[DESCRIPTION OF THE TASK] From the entries below, return exactly the lines beginning at the one that contains "Holes are decided by fill-rule evenodd." and ending at the one that contains "M381 231L426 347L491", both of them included, and only those lines.

[DATASET]
=== Begin Enclosure ===
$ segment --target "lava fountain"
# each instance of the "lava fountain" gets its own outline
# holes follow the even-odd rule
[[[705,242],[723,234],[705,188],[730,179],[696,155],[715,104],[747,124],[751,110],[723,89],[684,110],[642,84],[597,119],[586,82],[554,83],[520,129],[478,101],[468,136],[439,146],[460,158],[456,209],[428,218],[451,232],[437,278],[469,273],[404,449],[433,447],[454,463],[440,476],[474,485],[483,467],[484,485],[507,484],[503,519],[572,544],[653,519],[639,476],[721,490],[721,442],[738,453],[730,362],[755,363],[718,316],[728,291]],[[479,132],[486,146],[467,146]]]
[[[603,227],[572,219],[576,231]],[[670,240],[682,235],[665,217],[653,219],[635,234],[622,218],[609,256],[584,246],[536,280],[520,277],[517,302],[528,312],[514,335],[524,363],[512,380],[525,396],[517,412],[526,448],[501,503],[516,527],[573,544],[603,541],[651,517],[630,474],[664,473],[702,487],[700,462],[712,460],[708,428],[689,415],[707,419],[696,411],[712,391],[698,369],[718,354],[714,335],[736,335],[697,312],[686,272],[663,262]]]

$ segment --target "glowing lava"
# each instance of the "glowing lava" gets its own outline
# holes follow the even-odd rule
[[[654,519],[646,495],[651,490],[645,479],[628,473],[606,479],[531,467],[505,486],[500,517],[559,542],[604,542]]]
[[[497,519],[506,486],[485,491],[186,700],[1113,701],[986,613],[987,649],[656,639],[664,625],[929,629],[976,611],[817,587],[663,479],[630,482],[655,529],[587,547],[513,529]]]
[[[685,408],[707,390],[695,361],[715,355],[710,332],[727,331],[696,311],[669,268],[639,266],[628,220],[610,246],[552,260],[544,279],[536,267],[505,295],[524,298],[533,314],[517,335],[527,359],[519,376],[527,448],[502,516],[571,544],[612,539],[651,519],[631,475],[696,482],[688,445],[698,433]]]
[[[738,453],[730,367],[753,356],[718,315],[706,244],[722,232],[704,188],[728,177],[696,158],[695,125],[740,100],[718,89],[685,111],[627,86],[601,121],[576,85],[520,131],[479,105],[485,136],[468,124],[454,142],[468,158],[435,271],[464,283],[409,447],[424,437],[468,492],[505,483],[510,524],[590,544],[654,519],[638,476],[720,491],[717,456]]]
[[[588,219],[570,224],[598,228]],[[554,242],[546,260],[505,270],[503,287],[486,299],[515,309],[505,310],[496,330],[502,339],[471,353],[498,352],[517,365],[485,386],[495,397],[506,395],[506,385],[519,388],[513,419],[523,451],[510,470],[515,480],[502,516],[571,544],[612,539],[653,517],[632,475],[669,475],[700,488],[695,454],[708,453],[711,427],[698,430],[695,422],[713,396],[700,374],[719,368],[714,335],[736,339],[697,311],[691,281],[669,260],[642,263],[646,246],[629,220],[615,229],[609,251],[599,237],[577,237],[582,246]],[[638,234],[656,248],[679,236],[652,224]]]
=== End Enclosure ===
=== Begin Enclosure ===
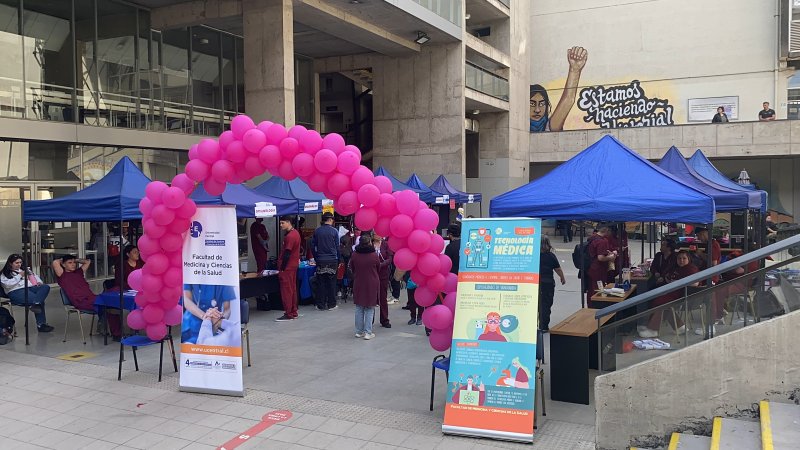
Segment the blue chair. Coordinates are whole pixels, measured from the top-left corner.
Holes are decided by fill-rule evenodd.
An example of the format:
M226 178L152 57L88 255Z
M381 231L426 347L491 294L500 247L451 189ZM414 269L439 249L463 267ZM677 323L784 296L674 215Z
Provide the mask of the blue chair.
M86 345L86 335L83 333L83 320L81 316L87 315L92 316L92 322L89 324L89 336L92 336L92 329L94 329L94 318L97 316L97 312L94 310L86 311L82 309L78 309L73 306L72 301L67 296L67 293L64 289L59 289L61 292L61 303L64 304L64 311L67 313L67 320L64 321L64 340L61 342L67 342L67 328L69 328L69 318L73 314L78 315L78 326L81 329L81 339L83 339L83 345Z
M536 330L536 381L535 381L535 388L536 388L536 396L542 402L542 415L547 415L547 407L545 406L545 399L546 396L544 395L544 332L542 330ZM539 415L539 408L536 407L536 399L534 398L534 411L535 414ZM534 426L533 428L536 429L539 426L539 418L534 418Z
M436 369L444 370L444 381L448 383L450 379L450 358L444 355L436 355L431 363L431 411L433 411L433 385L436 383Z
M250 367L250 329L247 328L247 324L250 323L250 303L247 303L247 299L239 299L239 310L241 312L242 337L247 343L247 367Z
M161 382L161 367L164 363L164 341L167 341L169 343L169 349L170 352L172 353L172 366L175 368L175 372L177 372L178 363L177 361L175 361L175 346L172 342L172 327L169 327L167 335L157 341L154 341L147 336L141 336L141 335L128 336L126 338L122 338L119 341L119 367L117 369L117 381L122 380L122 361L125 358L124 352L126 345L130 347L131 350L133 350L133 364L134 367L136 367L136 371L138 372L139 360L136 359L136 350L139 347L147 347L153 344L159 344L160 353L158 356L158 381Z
=== End Enclosure ===
[SOLUTION TO THE EXERCISE]
Holes are decided by fill-rule evenodd.
An example of the format:
M226 178L152 57L88 255Z
M381 231L426 347L491 294L500 247L451 189ZM414 269L439 249L463 267ZM677 323L784 296L674 215Z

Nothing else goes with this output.